Stored entries ::
=====

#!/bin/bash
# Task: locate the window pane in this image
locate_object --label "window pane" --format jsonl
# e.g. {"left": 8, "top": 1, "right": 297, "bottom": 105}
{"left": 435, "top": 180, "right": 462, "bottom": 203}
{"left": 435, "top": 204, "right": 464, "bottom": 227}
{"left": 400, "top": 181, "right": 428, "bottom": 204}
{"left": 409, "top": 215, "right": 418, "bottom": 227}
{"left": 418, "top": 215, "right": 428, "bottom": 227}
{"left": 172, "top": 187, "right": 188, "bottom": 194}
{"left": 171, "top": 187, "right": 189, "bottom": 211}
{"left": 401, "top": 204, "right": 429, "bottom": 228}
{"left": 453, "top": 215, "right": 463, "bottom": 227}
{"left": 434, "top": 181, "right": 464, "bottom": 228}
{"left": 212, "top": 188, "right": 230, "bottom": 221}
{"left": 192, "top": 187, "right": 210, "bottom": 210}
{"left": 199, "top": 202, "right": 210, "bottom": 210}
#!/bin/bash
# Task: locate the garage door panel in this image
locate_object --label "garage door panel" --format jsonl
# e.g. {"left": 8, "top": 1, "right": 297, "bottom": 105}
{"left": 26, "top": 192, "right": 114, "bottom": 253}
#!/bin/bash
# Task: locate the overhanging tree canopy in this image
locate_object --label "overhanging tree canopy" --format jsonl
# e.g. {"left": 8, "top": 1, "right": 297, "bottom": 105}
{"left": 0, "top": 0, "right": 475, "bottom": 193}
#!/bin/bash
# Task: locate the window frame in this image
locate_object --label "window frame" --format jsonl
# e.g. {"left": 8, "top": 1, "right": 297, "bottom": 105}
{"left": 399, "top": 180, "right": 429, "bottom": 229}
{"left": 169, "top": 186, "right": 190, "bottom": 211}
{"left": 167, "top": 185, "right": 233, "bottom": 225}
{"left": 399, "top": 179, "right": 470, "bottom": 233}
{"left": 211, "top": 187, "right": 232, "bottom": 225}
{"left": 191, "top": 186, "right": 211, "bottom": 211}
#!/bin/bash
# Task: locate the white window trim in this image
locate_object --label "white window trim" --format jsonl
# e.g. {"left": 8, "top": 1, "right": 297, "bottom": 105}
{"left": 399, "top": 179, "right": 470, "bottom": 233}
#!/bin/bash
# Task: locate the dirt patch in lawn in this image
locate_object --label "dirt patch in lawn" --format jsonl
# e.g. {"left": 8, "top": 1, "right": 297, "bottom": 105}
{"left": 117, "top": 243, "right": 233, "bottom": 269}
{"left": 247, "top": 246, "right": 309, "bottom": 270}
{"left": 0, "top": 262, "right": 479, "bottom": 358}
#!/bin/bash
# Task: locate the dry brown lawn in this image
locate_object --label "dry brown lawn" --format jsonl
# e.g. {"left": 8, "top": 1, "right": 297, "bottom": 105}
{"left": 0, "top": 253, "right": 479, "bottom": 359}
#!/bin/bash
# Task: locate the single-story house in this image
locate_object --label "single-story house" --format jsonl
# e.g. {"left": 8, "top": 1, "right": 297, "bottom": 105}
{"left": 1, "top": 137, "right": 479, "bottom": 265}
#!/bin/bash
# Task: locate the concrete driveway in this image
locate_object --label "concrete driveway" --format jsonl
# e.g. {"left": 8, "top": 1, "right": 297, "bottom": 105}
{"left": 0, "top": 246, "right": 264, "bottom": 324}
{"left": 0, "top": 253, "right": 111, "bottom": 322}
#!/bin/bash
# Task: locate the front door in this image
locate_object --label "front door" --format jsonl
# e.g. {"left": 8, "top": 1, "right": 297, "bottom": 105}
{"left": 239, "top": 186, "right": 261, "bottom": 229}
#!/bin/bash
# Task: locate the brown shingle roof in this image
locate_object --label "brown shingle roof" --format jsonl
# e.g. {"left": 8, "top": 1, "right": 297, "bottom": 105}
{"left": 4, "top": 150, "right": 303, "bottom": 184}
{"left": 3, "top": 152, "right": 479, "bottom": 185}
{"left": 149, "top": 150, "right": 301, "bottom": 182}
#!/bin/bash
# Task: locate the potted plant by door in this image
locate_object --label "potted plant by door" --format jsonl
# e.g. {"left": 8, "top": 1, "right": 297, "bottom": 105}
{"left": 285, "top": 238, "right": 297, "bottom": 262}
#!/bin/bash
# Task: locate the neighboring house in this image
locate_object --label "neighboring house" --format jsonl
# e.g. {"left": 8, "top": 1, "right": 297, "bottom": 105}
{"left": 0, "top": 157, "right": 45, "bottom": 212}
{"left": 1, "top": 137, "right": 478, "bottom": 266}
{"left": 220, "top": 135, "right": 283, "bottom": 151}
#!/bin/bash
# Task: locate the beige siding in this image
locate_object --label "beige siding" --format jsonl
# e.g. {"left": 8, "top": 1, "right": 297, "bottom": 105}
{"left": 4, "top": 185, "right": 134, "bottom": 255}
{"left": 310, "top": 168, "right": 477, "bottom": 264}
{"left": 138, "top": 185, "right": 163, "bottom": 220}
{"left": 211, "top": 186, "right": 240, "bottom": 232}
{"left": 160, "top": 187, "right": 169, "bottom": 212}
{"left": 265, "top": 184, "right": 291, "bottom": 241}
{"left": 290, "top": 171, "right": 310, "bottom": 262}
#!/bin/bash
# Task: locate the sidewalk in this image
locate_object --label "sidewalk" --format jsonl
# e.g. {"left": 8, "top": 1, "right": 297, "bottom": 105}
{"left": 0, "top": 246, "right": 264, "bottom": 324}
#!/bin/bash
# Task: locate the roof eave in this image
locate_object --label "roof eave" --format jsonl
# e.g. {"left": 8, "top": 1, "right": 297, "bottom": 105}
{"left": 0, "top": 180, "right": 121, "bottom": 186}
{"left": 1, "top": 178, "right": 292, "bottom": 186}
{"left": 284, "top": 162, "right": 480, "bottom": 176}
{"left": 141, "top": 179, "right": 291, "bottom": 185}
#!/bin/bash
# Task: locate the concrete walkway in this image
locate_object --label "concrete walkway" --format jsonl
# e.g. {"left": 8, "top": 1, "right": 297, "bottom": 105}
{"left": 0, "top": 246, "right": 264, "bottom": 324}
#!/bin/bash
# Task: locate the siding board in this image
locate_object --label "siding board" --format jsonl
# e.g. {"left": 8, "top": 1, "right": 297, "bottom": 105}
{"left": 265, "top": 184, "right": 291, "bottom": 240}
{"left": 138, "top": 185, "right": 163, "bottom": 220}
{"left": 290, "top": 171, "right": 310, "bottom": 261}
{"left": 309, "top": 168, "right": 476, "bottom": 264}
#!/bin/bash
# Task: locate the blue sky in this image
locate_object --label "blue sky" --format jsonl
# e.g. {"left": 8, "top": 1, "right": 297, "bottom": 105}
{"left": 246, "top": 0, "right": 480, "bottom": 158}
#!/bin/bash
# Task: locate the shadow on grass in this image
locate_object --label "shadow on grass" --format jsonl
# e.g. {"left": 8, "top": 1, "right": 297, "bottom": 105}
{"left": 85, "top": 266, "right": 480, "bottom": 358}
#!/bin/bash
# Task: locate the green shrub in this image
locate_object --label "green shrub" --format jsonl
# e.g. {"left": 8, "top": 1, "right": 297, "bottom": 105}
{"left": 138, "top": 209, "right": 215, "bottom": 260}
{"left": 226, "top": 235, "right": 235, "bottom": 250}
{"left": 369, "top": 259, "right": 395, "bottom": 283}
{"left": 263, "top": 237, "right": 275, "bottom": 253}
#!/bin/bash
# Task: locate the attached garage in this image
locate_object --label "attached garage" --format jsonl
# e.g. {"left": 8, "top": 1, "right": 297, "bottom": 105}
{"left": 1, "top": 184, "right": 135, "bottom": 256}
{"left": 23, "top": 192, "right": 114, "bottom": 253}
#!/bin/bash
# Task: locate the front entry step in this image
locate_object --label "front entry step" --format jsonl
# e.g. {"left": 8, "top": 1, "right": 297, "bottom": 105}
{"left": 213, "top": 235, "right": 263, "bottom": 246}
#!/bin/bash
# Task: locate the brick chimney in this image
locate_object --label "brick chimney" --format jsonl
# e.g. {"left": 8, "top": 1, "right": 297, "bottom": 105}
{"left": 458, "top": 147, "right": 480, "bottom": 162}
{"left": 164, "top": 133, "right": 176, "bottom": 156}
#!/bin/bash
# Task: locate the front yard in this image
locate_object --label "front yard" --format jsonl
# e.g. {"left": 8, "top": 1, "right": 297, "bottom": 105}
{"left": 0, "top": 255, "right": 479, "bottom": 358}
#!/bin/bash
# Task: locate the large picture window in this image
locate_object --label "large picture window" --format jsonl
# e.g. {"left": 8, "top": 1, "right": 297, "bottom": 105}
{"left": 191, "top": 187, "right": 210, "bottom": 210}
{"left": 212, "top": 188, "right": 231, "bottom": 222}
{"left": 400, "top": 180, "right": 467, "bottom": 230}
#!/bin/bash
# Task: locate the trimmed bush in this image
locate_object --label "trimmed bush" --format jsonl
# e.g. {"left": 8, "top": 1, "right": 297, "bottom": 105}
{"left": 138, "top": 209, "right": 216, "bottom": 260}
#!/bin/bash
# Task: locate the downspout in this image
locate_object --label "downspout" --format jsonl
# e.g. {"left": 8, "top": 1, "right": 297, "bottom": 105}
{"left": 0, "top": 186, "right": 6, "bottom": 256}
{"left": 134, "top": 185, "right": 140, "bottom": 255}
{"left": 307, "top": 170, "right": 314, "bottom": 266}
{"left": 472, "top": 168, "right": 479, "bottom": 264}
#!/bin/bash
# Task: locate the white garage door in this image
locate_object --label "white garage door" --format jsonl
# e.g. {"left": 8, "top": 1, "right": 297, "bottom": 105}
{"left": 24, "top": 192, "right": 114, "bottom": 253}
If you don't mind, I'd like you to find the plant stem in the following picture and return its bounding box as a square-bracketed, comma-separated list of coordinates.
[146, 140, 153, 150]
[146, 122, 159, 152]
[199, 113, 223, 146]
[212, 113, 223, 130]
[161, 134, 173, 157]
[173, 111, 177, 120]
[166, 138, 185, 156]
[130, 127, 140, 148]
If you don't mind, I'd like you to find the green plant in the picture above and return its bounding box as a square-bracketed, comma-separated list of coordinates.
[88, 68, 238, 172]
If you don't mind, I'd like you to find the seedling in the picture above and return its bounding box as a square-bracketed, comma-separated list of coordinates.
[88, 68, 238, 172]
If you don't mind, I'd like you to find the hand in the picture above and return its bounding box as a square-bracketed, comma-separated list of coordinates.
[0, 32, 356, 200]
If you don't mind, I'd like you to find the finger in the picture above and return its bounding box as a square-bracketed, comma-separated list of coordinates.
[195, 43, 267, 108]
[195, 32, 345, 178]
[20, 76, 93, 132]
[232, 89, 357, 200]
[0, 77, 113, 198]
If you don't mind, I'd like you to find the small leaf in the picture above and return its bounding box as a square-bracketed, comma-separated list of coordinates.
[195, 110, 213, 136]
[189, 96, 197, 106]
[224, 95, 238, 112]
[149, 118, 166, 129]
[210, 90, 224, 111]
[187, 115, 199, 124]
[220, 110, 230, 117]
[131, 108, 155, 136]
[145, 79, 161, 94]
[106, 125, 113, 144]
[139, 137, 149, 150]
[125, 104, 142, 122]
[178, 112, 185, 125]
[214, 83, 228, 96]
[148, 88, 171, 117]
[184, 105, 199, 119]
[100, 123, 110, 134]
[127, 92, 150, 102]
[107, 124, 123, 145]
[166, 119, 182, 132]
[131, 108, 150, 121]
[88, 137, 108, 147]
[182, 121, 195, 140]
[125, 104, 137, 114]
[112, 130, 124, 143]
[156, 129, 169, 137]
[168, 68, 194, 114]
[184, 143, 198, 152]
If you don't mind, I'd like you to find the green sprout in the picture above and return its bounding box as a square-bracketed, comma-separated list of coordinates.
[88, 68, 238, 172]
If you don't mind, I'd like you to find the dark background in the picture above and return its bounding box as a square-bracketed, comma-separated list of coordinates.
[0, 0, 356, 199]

=====

WHAT YOU WILL DO :: Above are the records; from them, give again exactly the lines from the one containing "# Task: locate the roof eave in this image" to the one containing "# Task: locate the shadow", both lines included, and nothing more.

ANSWER SPACE ::
# Task: locate the roof eave in this image
locate_object --label "roof eave" --format jsonl
# e.g. {"left": 8, "top": 1, "right": 297, "bottom": 105}
{"left": 0, "top": 180, "right": 121, "bottom": 186}
{"left": 1, "top": 178, "right": 292, "bottom": 186}
{"left": 284, "top": 162, "right": 480, "bottom": 176}
{"left": 141, "top": 179, "right": 291, "bottom": 185}
#!/bin/bash
# Task: locate the concrete walkway in this image
locate_object --label "concrete walkway" --format jsonl
# e.g. {"left": 8, "top": 1, "right": 297, "bottom": 105}
{"left": 0, "top": 246, "right": 264, "bottom": 324}
#!/bin/bash
# Task: locate the siding board in this image
locate_object --label "siding board" --format jsonl
# e.g. {"left": 8, "top": 1, "right": 297, "bottom": 105}
{"left": 265, "top": 184, "right": 291, "bottom": 240}
{"left": 138, "top": 185, "right": 163, "bottom": 220}
{"left": 290, "top": 171, "right": 310, "bottom": 261}
{"left": 309, "top": 168, "right": 476, "bottom": 264}
#!/bin/bash
# Task: locate the blue sky in this image
locate_object --label "blue sky" --format jsonl
# e.g. {"left": 8, "top": 1, "right": 297, "bottom": 105}
{"left": 246, "top": 0, "right": 480, "bottom": 158}
#!/bin/bash
# Task: locate the shadow on grass in this image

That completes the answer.